AIM OF THE EXERCISE: Please retype all the records below exactly as they read.

DATA EXTRACTS:
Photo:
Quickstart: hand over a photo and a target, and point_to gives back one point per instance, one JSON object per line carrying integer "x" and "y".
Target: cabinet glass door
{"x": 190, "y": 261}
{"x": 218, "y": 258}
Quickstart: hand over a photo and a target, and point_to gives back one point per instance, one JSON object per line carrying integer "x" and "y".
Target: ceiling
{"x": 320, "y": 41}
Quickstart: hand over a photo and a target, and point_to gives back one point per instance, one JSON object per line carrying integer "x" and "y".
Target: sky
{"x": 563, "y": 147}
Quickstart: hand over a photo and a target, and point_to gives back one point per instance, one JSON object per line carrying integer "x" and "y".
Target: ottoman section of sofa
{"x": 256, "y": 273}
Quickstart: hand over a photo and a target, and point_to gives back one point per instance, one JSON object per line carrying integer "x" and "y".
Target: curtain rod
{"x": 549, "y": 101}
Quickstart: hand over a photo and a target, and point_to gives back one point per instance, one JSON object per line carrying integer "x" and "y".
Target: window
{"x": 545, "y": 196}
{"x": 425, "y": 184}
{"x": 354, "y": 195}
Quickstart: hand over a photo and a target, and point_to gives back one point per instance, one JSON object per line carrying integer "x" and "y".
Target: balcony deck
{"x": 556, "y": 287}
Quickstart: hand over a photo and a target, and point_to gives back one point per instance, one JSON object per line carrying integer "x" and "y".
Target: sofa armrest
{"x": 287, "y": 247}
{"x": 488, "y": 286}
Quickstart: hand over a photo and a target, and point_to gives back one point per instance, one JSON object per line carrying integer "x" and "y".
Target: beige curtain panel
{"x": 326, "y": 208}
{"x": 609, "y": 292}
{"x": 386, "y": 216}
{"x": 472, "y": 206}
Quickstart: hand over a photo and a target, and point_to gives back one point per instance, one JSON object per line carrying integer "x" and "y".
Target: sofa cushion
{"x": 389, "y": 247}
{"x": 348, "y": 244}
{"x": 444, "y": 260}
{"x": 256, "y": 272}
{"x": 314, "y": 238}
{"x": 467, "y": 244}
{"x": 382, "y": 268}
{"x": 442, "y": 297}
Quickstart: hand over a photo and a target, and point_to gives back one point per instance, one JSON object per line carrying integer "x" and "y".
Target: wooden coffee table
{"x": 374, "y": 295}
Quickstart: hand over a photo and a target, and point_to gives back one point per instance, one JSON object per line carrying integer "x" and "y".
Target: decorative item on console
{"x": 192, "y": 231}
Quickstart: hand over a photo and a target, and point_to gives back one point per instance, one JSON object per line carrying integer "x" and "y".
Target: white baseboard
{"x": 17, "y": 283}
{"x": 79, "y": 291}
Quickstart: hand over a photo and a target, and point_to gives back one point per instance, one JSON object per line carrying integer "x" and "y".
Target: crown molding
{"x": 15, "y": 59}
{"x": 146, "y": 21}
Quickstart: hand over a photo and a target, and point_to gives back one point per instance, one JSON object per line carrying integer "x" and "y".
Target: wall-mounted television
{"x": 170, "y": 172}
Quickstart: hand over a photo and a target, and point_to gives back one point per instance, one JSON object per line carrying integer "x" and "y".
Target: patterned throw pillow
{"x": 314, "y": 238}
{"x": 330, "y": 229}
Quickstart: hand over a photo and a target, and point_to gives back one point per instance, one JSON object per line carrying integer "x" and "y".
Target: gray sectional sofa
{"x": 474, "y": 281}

ANSWER AREA:
Photo:
Quickstart: hand over a photo and a target, and point_to gives back one point per instance, one JSON object per line carrying integer "x" and "y".
Target: cabinet glass door
{"x": 190, "y": 261}
{"x": 218, "y": 258}
Quickstart: hand over a photo and a target, and point_to gives back one point per instance, one JSON object per line carrying integer "x" and "y".
Target: ceiling
{"x": 320, "y": 41}
Quickstart: hand over a photo and a target, and point_to gives back one point per instance, one JSON object per line carrying integer "x" and "y".
Target: sky
{"x": 563, "y": 147}
Quickstart: hand over a photo and a target, and point_to gives back one point per instance, one JSON object per line carrying integer "x" and "y".
Target: ottoman section of sofa
{"x": 256, "y": 273}
Quickstart: hand over a photo and a target, and point_to gives back one point per instance, one JSON object per line carrying integer "x" and "y".
Target: curtain rod
{"x": 549, "y": 101}
Quickstart: hand over a photo and a target, and point_to gives back one point per instance, one JSON object per line carrying integer "x" and "y".
Target: window
{"x": 545, "y": 196}
{"x": 425, "y": 184}
{"x": 354, "y": 195}
Quickstart: hand over a photo and a target, and point_to gives back one point per instance, one JSON object per line carrying integer "x" and "y".
Target: balcony deck
{"x": 556, "y": 287}
Quickstart: hand over a photo and a target, and point_to gives back one point per instance, one JSON object per line carrying integer "x" and "y".
Target: sofa armrest
{"x": 287, "y": 247}
{"x": 488, "y": 286}
Quickstart: hand over a photo and a target, and point_to gives back one point per instance, one JSON object per line carrying integer "x" and "y".
Target: beige curtain panel
{"x": 326, "y": 208}
{"x": 609, "y": 292}
{"x": 386, "y": 216}
{"x": 472, "y": 206}
Quickstart: hand over a photo and a target, and point_to gives back one point per instance, one JSON object per line carrying integer "x" and "y".
Target: sofa cushion
{"x": 389, "y": 247}
{"x": 348, "y": 244}
{"x": 444, "y": 260}
{"x": 256, "y": 272}
{"x": 314, "y": 238}
{"x": 467, "y": 244}
{"x": 382, "y": 268}
{"x": 442, "y": 297}
Quickstart: hand over a photo and a target, and point_to gives back one point per instance, one JSON object per line carrying integer "x" and "y".
Target: wooden coffee table
{"x": 374, "y": 295}
Quickstart: hand over a photo and a target, and point_to gives back one point per instance, one JSON object per line carrying integer "x" and "y".
Target: decorative item on console
{"x": 192, "y": 231}
Quickstart: hand over a photo and a target, and point_to gives back one point per instance, one JSON object per line carrying integer "x" and "y".
Target: white baseboard
{"x": 17, "y": 283}
{"x": 79, "y": 291}
Quickstart: hand over a photo and a target, and point_to gives back one point per instance, one JSON object per line carrying integer "x" and "y".
Target: crown molding
{"x": 15, "y": 59}
{"x": 146, "y": 21}
Quickstart: hand over a photo and a target, and point_to gives back one point per instance, one JSON object per line carrying integer "x" and "y".
Target: wall-mounted television
{"x": 170, "y": 172}
Quickstart: hand over a photo and a target, and point_to gives back one point per instance, one JSON object per line carrying integer "x" and "y".
Target: patterned throw pillow
{"x": 314, "y": 238}
{"x": 330, "y": 229}
Quickstart: hand over a photo and a target, and point_to gives back one point per instance, one JSON object per line carrying integer "x" and "y".
Target: gray sectional sofa
{"x": 474, "y": 281}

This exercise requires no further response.